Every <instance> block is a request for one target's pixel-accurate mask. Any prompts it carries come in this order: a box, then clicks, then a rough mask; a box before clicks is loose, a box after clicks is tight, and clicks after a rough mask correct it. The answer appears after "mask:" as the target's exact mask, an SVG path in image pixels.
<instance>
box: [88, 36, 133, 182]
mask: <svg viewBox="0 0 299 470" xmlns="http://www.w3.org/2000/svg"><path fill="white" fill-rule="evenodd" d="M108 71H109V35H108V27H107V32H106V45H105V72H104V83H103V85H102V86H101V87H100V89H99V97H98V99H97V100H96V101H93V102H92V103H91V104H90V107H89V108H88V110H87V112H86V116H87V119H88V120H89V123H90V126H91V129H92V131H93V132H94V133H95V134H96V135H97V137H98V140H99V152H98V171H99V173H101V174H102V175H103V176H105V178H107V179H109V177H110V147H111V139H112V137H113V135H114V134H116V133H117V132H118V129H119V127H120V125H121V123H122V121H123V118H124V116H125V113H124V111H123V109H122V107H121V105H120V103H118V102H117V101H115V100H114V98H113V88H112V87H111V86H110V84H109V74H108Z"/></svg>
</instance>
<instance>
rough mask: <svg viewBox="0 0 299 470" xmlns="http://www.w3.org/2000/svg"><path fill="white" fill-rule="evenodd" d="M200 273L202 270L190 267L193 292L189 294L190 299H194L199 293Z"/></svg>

§

* **What is required**:
For the word "instance", return every line of the records that holds it.

* **Answer space**:
Every <instance> block is a request for one target's pixel-accurate mask. Any prompts it carries come in this order: a box, then clicks, then a rough mask; a box before clicks is loose, a box after clicks is tight, and clicks after a rough mask correct it. The answer appears after "mask:" as the target's exact mask, an SVG path in image pixels.
<instance>
</instance>
<instance>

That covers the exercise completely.